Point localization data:
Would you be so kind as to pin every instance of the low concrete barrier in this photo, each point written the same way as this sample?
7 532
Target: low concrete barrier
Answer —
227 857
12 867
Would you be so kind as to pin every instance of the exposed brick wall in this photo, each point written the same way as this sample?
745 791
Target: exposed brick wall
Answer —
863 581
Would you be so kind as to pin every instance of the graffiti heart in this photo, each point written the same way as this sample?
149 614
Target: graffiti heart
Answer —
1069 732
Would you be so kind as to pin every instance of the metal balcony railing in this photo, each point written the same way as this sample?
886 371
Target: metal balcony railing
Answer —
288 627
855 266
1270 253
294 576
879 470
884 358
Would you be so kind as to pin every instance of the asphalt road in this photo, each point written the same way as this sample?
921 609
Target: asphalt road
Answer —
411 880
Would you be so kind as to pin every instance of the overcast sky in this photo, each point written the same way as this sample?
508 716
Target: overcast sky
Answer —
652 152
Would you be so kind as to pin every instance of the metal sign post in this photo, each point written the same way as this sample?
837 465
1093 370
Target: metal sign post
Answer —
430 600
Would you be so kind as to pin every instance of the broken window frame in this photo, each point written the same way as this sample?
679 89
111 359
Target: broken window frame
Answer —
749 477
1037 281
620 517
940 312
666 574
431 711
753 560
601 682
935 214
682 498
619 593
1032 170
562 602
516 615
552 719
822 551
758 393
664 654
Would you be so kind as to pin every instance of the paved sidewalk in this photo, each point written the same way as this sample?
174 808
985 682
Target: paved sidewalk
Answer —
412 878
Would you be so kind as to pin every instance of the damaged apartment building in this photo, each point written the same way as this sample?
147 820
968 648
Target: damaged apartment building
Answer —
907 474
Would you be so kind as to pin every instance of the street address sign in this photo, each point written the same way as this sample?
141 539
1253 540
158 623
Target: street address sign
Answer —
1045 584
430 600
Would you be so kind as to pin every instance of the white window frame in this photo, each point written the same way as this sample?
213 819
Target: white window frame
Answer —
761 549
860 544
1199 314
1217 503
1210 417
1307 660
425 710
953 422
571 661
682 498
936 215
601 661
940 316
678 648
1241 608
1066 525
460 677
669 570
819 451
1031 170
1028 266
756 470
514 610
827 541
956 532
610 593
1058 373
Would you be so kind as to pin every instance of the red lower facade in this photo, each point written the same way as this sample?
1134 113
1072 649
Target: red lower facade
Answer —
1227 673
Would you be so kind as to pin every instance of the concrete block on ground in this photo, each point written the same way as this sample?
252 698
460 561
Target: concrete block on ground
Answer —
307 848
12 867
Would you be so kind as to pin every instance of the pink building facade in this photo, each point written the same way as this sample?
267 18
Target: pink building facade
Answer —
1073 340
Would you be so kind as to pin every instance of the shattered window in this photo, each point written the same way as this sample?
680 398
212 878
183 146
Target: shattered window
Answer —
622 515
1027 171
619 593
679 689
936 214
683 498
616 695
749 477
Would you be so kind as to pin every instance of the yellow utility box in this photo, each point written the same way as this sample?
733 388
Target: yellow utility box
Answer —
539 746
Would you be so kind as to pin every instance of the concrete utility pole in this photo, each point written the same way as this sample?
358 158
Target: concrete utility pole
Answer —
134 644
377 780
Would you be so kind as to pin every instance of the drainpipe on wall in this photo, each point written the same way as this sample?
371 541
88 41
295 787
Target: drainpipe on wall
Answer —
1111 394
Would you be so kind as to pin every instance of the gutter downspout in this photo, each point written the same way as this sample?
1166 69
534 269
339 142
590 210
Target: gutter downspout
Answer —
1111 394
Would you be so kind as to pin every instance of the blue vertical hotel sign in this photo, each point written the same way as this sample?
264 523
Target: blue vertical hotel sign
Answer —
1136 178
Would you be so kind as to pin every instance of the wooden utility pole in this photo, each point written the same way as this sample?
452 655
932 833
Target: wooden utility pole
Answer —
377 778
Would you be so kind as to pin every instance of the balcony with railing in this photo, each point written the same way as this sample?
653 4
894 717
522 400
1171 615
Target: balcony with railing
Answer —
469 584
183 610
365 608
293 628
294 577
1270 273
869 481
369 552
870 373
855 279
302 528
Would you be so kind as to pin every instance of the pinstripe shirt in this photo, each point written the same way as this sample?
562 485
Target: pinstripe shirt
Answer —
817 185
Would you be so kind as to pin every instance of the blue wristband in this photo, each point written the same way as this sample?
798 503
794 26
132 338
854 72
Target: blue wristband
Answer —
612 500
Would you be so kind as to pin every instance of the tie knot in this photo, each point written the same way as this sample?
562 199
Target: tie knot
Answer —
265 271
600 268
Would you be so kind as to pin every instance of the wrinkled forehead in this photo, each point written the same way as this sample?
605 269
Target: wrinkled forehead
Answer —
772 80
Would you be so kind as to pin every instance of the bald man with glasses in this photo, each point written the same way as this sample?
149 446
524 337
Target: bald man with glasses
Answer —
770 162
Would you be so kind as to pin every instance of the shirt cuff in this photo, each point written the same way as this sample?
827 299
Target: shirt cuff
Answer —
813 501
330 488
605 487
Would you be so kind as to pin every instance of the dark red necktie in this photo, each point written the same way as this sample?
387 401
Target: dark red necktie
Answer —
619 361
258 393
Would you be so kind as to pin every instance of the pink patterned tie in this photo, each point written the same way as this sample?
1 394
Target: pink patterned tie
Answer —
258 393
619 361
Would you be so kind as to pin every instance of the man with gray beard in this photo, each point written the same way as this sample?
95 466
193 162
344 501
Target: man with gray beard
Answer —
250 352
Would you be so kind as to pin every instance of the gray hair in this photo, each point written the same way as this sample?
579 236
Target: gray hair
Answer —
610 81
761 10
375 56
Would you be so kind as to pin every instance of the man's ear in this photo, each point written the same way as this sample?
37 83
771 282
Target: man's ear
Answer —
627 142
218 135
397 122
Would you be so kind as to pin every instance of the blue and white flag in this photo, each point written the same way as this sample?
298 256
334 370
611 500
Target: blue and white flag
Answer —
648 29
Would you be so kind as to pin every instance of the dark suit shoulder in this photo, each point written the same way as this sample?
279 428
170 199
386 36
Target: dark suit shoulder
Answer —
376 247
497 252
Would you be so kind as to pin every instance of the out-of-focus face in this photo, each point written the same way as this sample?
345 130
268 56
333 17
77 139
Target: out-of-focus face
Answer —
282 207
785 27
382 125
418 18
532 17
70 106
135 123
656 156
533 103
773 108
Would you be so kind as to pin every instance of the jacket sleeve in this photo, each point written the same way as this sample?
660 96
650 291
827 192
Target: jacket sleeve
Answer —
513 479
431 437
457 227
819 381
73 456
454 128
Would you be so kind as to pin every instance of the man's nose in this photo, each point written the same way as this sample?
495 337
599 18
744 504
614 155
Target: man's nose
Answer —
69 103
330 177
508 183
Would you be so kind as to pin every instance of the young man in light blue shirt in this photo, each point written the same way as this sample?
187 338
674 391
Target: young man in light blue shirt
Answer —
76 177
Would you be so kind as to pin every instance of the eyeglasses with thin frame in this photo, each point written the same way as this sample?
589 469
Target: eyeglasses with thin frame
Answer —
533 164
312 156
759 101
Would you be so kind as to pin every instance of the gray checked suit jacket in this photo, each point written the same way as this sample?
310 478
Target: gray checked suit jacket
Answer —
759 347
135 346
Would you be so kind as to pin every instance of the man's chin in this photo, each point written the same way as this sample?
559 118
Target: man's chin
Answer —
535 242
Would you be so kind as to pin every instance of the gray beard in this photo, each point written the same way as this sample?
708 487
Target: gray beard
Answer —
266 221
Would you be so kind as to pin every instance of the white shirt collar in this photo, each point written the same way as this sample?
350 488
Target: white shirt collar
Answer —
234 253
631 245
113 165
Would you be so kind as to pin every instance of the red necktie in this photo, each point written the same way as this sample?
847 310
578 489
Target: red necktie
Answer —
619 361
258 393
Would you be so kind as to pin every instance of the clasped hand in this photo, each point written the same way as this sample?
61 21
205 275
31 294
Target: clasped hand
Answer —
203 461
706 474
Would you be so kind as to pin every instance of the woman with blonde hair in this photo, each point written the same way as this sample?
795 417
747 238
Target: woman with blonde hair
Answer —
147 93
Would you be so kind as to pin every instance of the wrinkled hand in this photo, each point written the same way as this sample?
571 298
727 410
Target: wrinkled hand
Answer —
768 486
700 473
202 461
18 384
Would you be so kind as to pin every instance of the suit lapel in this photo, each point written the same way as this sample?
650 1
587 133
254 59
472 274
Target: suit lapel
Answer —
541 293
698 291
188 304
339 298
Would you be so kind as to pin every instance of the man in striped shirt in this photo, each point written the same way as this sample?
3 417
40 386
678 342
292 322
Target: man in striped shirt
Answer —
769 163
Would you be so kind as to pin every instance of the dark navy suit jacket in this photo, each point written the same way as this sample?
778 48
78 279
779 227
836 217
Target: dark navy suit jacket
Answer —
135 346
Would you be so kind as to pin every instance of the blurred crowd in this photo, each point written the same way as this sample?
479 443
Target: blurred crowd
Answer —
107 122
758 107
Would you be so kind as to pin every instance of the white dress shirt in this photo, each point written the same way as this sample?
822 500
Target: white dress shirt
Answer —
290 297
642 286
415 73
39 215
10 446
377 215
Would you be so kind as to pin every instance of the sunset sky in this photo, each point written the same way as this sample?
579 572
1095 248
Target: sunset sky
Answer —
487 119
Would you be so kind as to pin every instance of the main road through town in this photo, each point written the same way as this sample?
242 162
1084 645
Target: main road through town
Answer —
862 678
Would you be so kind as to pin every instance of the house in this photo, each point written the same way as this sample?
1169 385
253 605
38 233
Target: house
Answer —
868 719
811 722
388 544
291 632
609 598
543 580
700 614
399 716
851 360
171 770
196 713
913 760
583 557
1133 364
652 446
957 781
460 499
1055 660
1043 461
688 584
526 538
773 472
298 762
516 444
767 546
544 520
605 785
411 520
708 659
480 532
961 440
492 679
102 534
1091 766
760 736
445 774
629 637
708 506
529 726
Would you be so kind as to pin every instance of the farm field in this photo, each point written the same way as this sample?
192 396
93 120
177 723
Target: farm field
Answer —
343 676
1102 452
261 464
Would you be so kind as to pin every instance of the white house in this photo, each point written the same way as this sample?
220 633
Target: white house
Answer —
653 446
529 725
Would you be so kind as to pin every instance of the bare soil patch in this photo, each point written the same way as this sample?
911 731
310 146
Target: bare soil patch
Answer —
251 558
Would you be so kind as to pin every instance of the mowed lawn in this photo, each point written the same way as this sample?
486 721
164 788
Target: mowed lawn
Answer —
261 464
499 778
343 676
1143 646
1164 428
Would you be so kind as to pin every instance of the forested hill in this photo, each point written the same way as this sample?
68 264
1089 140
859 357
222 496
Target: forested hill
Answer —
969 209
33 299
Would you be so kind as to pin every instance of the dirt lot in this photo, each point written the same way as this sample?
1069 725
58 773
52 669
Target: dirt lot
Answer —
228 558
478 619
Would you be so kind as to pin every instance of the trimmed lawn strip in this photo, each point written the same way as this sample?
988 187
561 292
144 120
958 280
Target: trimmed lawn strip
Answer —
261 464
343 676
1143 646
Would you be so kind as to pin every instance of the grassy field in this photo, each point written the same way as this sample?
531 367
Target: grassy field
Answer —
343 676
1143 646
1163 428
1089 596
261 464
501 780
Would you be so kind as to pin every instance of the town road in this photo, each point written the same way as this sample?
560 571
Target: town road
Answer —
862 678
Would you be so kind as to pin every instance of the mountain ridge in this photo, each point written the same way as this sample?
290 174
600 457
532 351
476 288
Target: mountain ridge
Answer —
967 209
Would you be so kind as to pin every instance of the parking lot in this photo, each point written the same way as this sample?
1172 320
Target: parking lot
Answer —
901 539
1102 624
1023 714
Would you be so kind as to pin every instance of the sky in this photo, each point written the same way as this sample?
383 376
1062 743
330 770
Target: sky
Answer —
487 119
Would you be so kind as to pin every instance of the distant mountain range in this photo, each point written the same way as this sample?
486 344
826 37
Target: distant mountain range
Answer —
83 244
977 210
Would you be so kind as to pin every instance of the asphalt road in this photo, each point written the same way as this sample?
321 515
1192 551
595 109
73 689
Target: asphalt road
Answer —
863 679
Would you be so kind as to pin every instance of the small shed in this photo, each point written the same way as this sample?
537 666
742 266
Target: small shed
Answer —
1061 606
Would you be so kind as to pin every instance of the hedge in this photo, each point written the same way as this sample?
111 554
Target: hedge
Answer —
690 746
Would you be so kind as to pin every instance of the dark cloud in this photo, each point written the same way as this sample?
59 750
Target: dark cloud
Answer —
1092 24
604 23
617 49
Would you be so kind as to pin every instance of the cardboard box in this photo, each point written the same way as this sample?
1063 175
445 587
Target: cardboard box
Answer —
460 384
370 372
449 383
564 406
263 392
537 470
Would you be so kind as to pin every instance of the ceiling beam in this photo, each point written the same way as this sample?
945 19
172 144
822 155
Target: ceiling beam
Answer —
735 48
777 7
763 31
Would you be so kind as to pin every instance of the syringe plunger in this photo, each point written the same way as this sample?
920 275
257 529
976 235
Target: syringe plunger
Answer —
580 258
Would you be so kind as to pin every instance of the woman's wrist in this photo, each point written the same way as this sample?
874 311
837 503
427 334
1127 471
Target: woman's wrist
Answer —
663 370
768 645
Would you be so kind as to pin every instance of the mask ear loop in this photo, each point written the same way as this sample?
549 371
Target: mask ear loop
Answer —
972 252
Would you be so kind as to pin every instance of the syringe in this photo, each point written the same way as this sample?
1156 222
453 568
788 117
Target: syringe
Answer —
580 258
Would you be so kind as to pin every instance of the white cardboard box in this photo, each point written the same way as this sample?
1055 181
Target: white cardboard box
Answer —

DESCRIPTION OF THE TASK: Starting from the records above, filter out all lines except those containing the word "clasped".

SOLUTION TO THIS TASK:
Would you be so kind as to pin every instance of the clasped hand in this photo, each point written the same way as this sample?
Target: clasped hand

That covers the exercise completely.